ACTIONS TO TAKE:
(A) Decide whether each statement agrees with the thread below, answering yes or no and quoting the words of the thread that decide it. (i) A local test crawled 243 pages per second with one process. (ii) The article's crawler used 800 concurrent connections and 24GB of RAM. (iii) Prefork concurrency gives one process per fork.
(B) Reproduce the part of the thread below from "I don't really" up to and including "deeply careful about.", without changing a word.

Hacker News new | ask | show | jobs
Build a crawler to crawl million pages with only one machine in just 2 hours (medium.com)
134 points by plantpark 3402 days ago
9 comments

Not too long ago I built a small webcrawler using Node.js, figuring that crawlers spend most of their time waiting (e.g. downloading) and therefore Node.js would be well suited. At the time I found crawlers written in Python were fairly slow, which is not a surprise. It is backed by Redis and is pretty fast even on a single process. https://github.com/brendonboshell/supercrawler
Javascript is the language to build a smaller crawler in because web pages run Javascript and you crawler needs to also. A C++ or Golang crawler will be a little faster and use a lot less memory - but you have to compile in webkit and do a bunch of hacky stuff to run the pages Javascript.

On the other hand, if you are building a massive crawler you want to split the crawling and parsing into two separate functions and do the network I/O in golang/c and do the parsing with a Javascript headless browser like phantom.

I don't really see any reason to use python unless you haven't learned golang (the world's biggest crawler's own language).

No one else has mentioned it, but evaluating javascript on random webpages is something that one would need to be deeply careful about.
Care to elaborate?
Can you beat the article's 800 concurrent connections & 12GB RAM used to scrape 100000 pages in 15 minutes, with just one process?

Not close to a real comparison without the same URLs, but still fun to compare.

I've just run a small test (crawling a server running locally) and it comes out at 243 pages per second with one process. This crawls a webpage, adds its links to the queue and saves the URL in a Redis set. This is running on a Macbook Pro.
So you eliminated the biggest cause of slow down in crawling, network latency, and are asserting yours is faster?
The selling point of Node.js is asynchronous I/O. I'm sure you mean bandwidth rather than network latency - in which case that is really not a limiting factor when running in a datacenter (40 Gbps in at Linode for example).
Some library in python ,such as asyncio or gevent could do some work asynchronously and efficently. I will have a test later for these library. In the meanwhile , welcome to post more details about asynchronous of Node.js. Thanks for your comment again!
Network latency would be a valid concern for avg. time/req. not for throughput (necessarily)
Nice! (compared to the article's 100,000 pages / 15 minutes / 60 seconds = ~110 pages per second)

Did you happen to track memory usage at all? It would take a while to settle down, for sure.

I'm always interested in the amount of overhead Docker brings to the table. No biggie either way, thanks for sharing these details.

Thanks for your comment, I will have a test with a local server later and find out what's the upper limit of mine
I'm not an expert, but doesn't celery use multiple processes? I hope I'm not saying anything stupid, but I thought that's what "workers" were.
Celery will typically use lightweight "threads" like greenlets or eventlets. I don't think it use multiple processes insofar as we're talking about python where process == core.
You can do greenlets or prefork concurrency. With prefork concurrency you get 1 process per fork. Gives you concurrency at the expense of a bit of memory.
celery has a prefork pool that could take use of multiple processes.
Article doesn't do that all in one process either.
Exactly!

I was hoping to compare resource utilization and performance between 40 Docker instances each with 20 connections vs. 1 process.

LISTED RECORDS:
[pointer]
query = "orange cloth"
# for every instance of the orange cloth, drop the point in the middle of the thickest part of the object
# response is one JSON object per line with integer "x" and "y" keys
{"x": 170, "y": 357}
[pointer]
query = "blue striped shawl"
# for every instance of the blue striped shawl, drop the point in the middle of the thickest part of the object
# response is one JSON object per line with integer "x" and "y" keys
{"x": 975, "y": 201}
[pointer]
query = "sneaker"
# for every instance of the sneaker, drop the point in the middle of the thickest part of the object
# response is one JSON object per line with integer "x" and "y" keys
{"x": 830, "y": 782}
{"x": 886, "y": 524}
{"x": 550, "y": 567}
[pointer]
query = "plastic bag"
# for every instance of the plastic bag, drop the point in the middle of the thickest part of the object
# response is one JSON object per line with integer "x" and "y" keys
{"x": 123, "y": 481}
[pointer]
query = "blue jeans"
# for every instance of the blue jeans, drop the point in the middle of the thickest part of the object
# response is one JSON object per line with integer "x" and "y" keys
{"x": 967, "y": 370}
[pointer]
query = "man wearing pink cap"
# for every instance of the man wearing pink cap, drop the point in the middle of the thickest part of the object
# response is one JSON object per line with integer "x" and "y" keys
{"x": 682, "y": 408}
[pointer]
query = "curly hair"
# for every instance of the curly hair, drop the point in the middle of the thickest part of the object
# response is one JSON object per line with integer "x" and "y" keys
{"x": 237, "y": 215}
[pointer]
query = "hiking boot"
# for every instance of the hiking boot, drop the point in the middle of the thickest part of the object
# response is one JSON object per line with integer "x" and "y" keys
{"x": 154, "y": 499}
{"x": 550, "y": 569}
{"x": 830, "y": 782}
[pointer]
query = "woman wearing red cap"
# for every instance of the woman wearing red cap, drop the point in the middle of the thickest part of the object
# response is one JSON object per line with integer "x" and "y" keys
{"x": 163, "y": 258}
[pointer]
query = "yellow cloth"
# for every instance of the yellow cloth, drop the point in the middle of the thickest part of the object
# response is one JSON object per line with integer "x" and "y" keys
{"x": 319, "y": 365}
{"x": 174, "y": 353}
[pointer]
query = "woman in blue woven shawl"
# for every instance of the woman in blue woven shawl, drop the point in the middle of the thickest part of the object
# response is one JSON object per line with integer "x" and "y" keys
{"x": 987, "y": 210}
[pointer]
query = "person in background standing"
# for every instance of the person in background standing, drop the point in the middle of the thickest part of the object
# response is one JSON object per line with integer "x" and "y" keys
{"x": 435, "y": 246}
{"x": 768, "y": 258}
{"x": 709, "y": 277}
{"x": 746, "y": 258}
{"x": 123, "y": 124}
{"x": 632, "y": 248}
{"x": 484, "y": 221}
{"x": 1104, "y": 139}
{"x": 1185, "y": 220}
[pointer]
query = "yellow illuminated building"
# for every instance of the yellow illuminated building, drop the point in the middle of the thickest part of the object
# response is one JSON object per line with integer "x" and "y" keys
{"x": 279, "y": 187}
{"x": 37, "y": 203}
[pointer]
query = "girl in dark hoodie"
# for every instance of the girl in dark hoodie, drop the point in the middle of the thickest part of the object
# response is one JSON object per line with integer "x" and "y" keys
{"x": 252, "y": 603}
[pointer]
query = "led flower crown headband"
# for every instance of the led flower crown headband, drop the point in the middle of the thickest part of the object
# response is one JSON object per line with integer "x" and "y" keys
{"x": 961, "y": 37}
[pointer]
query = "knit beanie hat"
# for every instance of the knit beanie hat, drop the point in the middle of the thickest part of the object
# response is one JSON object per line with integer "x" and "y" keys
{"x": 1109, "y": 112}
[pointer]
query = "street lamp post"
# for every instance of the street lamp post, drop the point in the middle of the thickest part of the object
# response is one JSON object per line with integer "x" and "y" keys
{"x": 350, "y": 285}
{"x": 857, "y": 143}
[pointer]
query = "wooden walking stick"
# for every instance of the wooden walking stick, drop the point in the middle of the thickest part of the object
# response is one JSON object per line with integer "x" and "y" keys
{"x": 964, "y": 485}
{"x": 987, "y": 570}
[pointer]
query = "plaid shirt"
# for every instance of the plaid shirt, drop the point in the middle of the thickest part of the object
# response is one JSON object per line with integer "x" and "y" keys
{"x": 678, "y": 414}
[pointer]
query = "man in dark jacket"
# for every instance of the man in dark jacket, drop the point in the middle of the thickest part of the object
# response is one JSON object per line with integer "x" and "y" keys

ANSWERS FOR THIS EXERCISE:
(A)
(i) Yes: "it comes out at 243 pages per second with one process"
(ii) No: "800 concurrent connections & 12GB RAM used to scrape 100000 pages in 15 minutes"
(iii) Yes: "With prefork concurrency you get 1 process per fork."

(B)
I don't really see any reason to use python unless you haven't learned golang (the world's biggest crawler's own language).

No one else has mentioned it, but evaluating javascript on random webpages is something that one would need to be deeply careful about.